(Directions)
For the entries that follow, tally the lines holding the string "jacket". Give the total and nothing else.

Free-text object descriptions:
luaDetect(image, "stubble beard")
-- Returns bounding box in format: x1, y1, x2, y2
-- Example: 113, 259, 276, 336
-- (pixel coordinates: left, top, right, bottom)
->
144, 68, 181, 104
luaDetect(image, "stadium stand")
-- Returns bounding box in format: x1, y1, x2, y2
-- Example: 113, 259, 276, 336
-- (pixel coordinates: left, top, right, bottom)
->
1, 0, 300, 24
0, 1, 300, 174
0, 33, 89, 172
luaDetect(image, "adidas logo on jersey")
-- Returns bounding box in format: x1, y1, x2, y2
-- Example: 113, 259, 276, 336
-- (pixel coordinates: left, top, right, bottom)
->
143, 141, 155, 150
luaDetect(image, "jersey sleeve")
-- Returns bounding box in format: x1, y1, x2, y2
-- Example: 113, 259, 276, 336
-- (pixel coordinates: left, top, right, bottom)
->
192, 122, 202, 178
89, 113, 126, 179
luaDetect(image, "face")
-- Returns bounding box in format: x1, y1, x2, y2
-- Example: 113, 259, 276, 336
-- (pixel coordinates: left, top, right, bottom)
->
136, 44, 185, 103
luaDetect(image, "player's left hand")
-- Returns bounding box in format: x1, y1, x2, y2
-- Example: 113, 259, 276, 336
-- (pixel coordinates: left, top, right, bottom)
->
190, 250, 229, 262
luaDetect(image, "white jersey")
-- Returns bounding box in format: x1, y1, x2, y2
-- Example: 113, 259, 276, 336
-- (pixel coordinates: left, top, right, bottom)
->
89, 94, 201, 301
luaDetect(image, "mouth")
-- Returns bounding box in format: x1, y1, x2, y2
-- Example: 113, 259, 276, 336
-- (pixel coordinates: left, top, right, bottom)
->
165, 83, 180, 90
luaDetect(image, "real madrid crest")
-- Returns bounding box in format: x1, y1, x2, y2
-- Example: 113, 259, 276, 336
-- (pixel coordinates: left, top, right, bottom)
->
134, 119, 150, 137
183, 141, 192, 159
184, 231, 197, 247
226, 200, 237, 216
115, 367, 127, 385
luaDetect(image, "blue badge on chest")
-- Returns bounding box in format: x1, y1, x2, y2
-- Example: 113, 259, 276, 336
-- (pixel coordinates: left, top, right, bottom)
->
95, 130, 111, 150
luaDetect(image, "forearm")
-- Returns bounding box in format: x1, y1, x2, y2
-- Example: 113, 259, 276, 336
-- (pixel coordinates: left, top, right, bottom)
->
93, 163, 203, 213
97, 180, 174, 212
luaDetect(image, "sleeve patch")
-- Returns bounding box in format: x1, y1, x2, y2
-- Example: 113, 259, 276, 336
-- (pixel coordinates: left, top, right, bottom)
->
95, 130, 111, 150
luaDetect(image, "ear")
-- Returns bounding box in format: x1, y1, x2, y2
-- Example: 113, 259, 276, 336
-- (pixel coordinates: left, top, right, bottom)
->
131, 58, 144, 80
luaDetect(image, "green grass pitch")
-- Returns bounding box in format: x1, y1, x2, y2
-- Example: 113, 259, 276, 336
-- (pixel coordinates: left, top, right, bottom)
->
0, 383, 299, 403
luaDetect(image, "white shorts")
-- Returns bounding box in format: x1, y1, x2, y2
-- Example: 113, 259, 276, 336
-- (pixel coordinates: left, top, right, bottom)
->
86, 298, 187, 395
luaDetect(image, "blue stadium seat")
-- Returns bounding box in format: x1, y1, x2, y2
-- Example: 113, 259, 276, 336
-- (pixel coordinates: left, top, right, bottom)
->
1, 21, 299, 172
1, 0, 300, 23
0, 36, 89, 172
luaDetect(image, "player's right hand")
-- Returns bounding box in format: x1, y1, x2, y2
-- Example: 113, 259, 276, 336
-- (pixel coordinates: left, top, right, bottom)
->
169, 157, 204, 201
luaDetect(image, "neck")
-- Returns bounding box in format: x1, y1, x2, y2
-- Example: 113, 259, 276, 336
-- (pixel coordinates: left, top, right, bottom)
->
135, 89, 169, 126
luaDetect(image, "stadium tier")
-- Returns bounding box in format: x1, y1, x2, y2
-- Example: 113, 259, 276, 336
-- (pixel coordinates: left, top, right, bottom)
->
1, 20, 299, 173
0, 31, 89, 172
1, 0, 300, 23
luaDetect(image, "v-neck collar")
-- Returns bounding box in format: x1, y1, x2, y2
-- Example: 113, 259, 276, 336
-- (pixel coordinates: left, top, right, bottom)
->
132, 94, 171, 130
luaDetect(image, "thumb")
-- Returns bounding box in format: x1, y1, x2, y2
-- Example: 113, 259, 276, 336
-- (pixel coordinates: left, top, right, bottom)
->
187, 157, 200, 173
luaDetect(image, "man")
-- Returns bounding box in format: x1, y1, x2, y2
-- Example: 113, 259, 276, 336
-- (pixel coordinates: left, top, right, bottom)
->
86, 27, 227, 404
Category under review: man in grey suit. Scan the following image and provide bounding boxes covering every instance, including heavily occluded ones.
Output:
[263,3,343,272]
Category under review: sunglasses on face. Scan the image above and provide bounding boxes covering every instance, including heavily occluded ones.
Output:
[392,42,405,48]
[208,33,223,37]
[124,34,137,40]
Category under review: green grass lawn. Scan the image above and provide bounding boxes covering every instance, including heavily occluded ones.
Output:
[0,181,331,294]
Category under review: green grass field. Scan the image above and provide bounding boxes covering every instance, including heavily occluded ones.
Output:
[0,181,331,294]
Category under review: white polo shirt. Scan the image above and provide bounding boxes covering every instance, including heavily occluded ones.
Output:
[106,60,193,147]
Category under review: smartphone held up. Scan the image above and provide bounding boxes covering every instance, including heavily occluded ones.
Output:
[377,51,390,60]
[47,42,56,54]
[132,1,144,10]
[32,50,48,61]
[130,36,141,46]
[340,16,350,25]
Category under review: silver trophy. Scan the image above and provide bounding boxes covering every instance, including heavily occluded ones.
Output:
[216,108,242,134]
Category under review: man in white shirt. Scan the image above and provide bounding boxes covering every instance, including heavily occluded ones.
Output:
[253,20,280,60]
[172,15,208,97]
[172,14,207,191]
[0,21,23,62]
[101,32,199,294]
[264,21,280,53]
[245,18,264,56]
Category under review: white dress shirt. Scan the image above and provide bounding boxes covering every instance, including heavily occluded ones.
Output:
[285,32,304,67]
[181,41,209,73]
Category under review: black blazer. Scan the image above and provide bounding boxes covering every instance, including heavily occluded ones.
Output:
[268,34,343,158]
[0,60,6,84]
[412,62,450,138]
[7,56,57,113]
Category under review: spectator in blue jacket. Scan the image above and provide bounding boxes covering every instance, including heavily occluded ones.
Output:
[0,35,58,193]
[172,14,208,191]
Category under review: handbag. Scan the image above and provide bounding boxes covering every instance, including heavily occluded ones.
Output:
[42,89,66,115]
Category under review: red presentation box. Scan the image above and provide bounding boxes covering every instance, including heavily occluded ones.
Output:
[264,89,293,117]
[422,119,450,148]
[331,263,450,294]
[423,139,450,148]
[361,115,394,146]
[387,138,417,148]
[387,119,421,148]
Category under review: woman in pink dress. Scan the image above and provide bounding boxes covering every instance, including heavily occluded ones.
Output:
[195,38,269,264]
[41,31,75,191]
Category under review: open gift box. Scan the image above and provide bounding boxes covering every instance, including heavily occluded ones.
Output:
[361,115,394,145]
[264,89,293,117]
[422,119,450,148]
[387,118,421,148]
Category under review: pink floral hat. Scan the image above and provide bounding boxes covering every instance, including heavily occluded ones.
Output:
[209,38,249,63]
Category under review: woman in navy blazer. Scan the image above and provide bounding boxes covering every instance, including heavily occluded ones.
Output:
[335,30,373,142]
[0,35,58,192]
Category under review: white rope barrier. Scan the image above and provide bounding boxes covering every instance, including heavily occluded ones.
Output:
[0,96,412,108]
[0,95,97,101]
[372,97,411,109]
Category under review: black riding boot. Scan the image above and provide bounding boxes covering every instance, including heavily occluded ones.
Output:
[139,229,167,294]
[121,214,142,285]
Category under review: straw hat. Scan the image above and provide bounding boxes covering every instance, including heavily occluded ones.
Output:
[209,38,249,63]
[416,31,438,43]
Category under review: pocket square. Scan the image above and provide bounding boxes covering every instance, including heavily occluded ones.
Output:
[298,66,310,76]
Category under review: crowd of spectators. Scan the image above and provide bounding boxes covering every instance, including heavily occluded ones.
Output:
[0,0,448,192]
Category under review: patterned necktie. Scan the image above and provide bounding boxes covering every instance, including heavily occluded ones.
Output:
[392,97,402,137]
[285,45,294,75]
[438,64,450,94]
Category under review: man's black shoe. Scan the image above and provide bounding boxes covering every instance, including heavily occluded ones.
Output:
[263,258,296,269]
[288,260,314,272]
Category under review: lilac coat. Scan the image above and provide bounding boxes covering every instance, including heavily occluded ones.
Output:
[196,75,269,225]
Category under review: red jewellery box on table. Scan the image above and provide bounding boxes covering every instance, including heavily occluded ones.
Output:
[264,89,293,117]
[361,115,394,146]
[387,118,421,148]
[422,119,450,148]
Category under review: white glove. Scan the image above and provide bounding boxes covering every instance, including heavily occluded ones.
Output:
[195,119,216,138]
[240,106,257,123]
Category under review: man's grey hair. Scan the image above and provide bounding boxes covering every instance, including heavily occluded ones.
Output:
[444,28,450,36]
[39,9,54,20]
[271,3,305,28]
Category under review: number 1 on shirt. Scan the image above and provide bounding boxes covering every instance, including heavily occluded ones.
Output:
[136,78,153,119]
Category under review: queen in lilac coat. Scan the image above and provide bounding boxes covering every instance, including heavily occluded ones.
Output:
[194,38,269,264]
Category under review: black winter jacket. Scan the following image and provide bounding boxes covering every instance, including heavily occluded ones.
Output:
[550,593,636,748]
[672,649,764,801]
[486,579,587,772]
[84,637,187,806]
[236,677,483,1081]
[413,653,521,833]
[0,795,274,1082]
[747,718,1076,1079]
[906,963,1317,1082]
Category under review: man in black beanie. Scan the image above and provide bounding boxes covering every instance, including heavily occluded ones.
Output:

(Result of this task)
2